Directions for this task:
Reproduce word for word the lines below, beginning at the line that contains "Annotation guideline. For every instance of the horse's eye, the" and stopping after the line that contains "[(516, 103)]".

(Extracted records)
━━━━━━━━━━━━━━━━━━━━━━━━━━━━━━
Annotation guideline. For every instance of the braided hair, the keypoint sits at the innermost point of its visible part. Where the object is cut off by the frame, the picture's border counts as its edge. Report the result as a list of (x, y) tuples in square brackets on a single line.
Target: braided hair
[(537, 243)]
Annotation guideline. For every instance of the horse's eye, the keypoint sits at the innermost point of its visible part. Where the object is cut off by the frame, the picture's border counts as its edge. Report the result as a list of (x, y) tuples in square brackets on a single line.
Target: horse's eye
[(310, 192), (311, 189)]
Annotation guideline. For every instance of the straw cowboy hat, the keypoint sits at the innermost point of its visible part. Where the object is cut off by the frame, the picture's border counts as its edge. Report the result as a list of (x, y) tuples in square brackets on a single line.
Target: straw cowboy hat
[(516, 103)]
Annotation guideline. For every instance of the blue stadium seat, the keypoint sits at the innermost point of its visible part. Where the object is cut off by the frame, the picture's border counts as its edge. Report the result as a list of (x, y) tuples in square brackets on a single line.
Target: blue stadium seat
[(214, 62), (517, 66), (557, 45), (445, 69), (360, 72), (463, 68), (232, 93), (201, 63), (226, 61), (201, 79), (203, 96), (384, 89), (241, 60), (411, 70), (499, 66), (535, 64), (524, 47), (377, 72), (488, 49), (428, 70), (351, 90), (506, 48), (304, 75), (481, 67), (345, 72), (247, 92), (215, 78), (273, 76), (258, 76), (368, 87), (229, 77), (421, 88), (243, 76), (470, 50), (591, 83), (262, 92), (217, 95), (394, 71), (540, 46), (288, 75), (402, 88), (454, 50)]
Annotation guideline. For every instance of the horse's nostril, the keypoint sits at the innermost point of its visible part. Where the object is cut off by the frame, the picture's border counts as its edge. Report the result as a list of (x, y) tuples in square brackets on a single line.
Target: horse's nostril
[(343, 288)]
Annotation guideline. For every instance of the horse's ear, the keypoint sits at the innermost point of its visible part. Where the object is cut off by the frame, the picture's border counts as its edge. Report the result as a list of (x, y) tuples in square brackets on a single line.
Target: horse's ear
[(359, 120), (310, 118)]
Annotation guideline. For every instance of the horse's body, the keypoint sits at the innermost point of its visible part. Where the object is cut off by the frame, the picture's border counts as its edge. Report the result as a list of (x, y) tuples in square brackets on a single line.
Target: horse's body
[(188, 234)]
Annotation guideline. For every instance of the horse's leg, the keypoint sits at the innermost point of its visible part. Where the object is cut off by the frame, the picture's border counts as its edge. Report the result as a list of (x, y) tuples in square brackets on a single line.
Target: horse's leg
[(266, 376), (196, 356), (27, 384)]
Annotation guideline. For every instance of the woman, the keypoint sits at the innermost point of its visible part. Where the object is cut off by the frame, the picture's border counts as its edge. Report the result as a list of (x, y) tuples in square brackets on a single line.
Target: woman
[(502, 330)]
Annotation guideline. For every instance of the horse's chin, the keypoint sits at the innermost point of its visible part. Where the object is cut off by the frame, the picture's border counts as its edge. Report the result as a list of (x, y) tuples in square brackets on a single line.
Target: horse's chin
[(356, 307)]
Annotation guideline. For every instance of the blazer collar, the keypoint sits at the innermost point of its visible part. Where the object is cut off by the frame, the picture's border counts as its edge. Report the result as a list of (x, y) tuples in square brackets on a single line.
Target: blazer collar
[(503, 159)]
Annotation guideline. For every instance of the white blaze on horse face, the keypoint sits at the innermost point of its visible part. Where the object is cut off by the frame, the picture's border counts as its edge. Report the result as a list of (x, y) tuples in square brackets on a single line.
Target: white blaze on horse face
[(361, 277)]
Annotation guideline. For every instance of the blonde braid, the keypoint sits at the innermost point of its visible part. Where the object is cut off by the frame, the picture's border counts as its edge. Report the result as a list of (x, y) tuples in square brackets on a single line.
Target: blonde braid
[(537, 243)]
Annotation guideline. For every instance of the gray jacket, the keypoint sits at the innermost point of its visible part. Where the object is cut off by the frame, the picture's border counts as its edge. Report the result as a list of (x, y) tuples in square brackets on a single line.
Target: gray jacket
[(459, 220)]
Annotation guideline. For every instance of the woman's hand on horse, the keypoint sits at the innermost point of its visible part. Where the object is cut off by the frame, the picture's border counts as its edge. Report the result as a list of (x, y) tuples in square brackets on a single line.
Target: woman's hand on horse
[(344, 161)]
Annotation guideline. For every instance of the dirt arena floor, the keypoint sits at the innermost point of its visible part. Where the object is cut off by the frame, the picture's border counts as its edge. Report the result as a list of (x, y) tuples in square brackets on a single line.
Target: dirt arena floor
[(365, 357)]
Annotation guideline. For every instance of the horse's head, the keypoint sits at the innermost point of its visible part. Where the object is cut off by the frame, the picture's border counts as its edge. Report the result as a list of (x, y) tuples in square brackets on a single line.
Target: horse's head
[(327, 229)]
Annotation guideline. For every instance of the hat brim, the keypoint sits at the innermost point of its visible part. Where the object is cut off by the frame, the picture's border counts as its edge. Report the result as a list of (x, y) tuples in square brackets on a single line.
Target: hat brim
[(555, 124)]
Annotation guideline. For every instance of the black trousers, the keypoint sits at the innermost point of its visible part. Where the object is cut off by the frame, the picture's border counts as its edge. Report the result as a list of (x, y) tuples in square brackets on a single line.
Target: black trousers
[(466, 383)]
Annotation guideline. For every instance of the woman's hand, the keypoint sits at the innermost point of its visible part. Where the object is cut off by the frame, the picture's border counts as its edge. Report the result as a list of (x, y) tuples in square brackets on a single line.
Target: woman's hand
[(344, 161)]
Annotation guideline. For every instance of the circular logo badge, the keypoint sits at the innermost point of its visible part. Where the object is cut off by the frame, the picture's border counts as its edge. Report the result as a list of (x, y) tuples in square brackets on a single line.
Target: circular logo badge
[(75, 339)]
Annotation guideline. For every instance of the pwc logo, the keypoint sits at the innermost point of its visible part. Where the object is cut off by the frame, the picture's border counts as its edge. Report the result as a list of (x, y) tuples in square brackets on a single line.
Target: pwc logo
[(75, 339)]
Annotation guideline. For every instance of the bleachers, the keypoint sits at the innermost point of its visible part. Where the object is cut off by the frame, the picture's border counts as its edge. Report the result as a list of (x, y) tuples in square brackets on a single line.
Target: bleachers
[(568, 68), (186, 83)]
━━━━━━━━━━━━━━━━━━━━━━━━━━━━━━
Finished exercise:
Annotation guideline. For every instance of the horse's eye, the keypoint sits at the innermost point of its visible part. Where the object is cut off by the frame, the picture's border counts as its edge. Report the result as a list of (x, y) tuples in square brackets on a single line.
Target: horse's eye
[(310, 192), (311, 189)]
Annotation guideline. For every instance of the straw cowboy hat, the keypoint sits at the innermost point of its visible part. Where the object is cut off by the frame, the picture's border counts as its edge. Report the result as a list of (x, y) tuples in square brackets on a single line.
Target: straw cowboy hat
[(516, 103)]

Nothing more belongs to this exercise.